» **WHAT YOU WILL DO**
Identify each line in the data below that contains the word "snow", and copy every one of those lines in full.

» **LISTING**
====================

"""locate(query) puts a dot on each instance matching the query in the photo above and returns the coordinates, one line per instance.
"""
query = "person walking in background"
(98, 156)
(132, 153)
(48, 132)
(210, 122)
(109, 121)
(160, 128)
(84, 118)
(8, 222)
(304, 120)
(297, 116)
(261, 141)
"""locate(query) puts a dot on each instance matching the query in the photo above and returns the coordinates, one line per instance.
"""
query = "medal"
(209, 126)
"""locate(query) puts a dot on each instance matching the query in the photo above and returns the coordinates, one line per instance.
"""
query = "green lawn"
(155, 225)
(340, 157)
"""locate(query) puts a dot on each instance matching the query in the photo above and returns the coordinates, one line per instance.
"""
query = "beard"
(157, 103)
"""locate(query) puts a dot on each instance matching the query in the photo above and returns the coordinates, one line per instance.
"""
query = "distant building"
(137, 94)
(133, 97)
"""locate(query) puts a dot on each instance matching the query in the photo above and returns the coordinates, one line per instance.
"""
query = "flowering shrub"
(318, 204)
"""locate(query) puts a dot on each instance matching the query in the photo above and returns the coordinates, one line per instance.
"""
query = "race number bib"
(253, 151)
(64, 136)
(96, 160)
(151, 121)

====================

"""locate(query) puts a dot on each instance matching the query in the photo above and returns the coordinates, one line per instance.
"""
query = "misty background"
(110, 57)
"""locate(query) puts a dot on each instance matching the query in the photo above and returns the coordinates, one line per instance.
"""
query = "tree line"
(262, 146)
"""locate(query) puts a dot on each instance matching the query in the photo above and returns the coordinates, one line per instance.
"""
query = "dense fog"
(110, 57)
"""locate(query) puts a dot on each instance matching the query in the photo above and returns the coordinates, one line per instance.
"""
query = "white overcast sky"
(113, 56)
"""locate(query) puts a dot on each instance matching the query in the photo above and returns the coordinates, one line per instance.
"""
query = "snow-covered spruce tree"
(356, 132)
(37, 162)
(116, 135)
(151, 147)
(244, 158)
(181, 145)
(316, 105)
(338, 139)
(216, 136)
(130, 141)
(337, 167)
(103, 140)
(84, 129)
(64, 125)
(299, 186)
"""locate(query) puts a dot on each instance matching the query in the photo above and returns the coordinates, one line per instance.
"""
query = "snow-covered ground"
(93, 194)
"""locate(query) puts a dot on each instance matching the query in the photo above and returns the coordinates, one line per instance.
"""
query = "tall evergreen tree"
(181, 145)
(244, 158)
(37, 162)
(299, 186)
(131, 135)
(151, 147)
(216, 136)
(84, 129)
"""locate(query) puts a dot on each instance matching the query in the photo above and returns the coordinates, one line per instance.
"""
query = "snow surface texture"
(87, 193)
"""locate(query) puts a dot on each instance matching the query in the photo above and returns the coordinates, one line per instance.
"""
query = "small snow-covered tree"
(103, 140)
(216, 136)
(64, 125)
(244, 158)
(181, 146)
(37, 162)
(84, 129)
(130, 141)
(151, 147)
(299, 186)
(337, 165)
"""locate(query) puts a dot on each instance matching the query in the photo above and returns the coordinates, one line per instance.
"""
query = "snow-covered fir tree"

====================

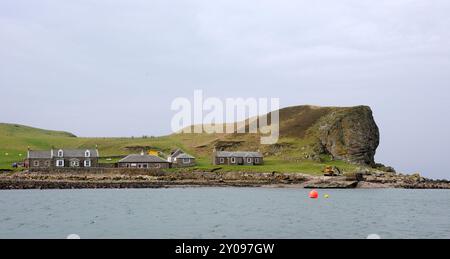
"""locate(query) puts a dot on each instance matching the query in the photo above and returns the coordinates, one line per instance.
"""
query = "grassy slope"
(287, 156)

====================

» **COMPLETE OUTPUT**
query = "snow-covered spruce tree"
query = "snow-covered ground"
query = "snow surface texture"
query = "small snow-covered tree"
query = "snow-covered fir tree"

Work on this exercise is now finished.